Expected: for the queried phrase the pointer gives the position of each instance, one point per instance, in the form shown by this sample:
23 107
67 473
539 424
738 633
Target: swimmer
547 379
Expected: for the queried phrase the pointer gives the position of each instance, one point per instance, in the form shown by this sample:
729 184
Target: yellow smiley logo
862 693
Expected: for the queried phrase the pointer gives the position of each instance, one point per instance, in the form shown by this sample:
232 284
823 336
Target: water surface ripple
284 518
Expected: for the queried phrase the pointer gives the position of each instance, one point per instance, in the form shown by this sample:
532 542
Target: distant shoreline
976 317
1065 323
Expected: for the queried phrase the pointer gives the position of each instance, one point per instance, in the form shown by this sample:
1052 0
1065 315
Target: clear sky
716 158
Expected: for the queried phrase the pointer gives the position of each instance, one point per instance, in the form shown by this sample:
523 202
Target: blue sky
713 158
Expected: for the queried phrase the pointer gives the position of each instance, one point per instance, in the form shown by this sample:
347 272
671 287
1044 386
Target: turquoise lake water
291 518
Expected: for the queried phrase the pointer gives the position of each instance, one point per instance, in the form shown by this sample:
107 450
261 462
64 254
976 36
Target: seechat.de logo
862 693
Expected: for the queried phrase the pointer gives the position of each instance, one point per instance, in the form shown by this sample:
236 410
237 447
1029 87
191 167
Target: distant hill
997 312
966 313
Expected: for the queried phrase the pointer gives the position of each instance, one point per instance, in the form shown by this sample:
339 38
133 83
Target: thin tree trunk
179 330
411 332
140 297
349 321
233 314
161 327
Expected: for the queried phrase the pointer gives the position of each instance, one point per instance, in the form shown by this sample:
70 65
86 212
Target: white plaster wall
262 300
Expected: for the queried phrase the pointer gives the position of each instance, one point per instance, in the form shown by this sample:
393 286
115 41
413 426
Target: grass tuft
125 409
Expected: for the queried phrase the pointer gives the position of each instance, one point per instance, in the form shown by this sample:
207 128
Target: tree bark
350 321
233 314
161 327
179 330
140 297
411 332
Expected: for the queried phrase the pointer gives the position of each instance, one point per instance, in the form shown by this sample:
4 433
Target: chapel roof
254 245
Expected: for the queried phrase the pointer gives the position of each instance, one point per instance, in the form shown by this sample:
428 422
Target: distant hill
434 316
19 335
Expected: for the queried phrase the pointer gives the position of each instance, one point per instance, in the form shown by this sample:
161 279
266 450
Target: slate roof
***
### What to produce
Please report each line in the material above that contains the word "tree".

### Answer to the task
Target: thin tree trunk
Target: tree bark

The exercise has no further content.